DESCRIÇÃO DO EXERCÍCIO: Retorne, sem qualquer alteração, todo o trecho do texto sobre Moro e o jornalismo que vai de "Sérgio Moro (Foto: EBC)" até "depor sob vara.".

BOLSONARO RECONHECE QUE MORO FOI SEU CABO ELEITORAL

O espanto com Moro é a derrota do jornalismo


O espanto com Moro é a derrota do jornalismo. Por Tiago Barbosa

 
Sérgio Moro (Foto: EBC)
A surpresa midiática com a decisão de SErgio Moro de aceitar a recompensa por eleger Bolsonaro é reveladora da metástase do jornalismo hegemônico brasileiro.
É a confissão de cumplicidade e incompetência diante do dever de fiscalizar os atos do juiz e reportar tanto a conduta politica como as arbitrariedades cometidas no curso da Lava Jato.
E nem foram poucas nem discretas.
Moro seguiu o script traçado desde o início da operação para derrubar o PT e encarcerar Lula.
Concentrou a investigação no partido, usou e abusou de vazamentos para influenciar a opinião pública, grampeou ilegalmente a presidenta e levou o ex-presidente a depor sob vara.
Eram nítidas as ações parciais, seletivas e articuladas com objetivo de produzir fatos políticos.
Afetados diretamente – embora conduzidos por uma tibieza suicida chamada de republicanismo -, políticos petistas sempre acusaram o juiz de perseguir a sigla.
E tinham razão. Simples buscas por ano no Google permitem constatar como, desde 2014, receava-se o plano de cassar Dilma, prender Lula e entregar as urnas para a direita.
A mídia independente percebeu as manobras sob o verniz jurídico e, junto a veículos internacionais, denunciou a patranha.
Mas a imprensa hegemônica calou-se. Pior. Marchou, vergonhosamente, para desqualificar qualquer desconfiança sobre a conduta de Moro e tratou como ridículas todas as suspeitas.
Era questão óbvia fazer jornalismo. Mas nenhum veículo de massa cobrou, por exemplo, celeridade do CNJ para julgar desvios de Moro.
A comunidade jurídica nacional e internacional, estupefata, se mobilizou para destroçar a sôfrega sentença contra Lula no caso tríplex. E foi silenciada para o grande público.
O contraponto necessário era transmutado pela mídia nacional em “mimimi” petista – e o barco dos absurdos seguia sem contratempos: atropelo nos prazos processuais, desprezo a provas, subserviência absoluta à decisão morista.
Nenhuma matéria de fôlego na cobertura da mídia tradicional analisava a sério o teor político do conjunto das ações do juiz.
Quando o habeas corpus fugiu do roteiro, Moro teve a petulância de sair das férias e impedir a soltura de Lula – conduta ilegal e antiética sem precedentes na justiça brasileira.
Mas, covarde e conivente, o jornalismo hegemônico brasileiro minimizou. Assim como galgou o ápice da sabujice ao tentar desmerecer uma decisão da ONU a favor de Lula já na véspera da eleição.
Parte expressiva do mundo chiava, autoridades faziam romaria para se solidarizar com o ex-presidente. A situação fedia a injustiça. Mas os jornalistas taparam o nariz e mantiveram o alinhamento lavajateiro.

DADOS DO EXERCÍCIO:
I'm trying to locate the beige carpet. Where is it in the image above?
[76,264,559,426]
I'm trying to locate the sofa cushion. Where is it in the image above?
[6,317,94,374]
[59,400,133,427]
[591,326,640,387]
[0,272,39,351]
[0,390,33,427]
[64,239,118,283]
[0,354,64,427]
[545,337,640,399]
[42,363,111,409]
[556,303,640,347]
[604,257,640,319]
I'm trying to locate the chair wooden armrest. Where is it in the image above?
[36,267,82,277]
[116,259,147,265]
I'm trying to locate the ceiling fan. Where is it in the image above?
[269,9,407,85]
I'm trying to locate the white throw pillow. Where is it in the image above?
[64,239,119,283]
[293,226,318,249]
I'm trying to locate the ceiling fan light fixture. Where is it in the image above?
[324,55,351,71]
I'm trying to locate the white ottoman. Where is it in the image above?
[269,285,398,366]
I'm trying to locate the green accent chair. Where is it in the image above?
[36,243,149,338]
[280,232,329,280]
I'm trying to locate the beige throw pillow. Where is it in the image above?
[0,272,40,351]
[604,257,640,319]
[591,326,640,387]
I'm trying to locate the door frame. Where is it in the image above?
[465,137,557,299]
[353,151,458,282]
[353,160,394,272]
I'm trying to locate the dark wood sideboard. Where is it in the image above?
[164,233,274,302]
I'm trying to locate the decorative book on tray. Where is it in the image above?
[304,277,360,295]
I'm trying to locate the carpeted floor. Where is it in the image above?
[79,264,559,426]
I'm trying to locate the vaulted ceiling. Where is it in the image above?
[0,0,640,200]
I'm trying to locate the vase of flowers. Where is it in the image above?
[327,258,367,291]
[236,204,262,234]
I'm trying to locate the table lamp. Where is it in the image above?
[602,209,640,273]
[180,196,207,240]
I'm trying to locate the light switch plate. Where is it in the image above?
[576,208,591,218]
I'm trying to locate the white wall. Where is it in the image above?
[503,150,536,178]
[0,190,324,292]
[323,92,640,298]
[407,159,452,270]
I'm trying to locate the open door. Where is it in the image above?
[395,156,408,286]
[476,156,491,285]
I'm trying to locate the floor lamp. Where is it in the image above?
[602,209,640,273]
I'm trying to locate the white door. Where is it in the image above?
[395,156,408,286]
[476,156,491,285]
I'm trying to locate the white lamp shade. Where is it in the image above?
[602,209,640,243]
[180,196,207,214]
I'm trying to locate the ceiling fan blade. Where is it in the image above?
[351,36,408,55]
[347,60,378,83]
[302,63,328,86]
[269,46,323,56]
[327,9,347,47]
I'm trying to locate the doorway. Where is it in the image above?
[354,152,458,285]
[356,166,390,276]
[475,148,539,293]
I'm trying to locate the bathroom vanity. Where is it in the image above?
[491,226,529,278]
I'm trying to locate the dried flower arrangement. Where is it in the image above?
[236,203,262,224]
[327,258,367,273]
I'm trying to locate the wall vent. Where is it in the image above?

RESPOSTA FINAL:
Sérgio Moro (Foto: EBC)
A surpresa midiática com a decisão de SErgio Moro de aceitar a recompensa por eleger Bolsonaro é reveladora da metástase do jornalismo hegemônico brasileiro.
É a confissão de cumplicidade e incompetência diante do dever de fiscalizar os atos do juiz e reportar tanto a conduta politica como as arbitrariedades cometidas no curso da Lava Jato.
E nem foram poucas nem discretas.
Moro seguiu o script traçado desde o início da operação para derrubar o PT e encarcerar Lula.
Concentrou a investigação no partido, usou e abusou de vazamentos para influenciar a opinião pública, grampeou ilegalmente a presidenta e levou o ex-presidente a depor sob vara.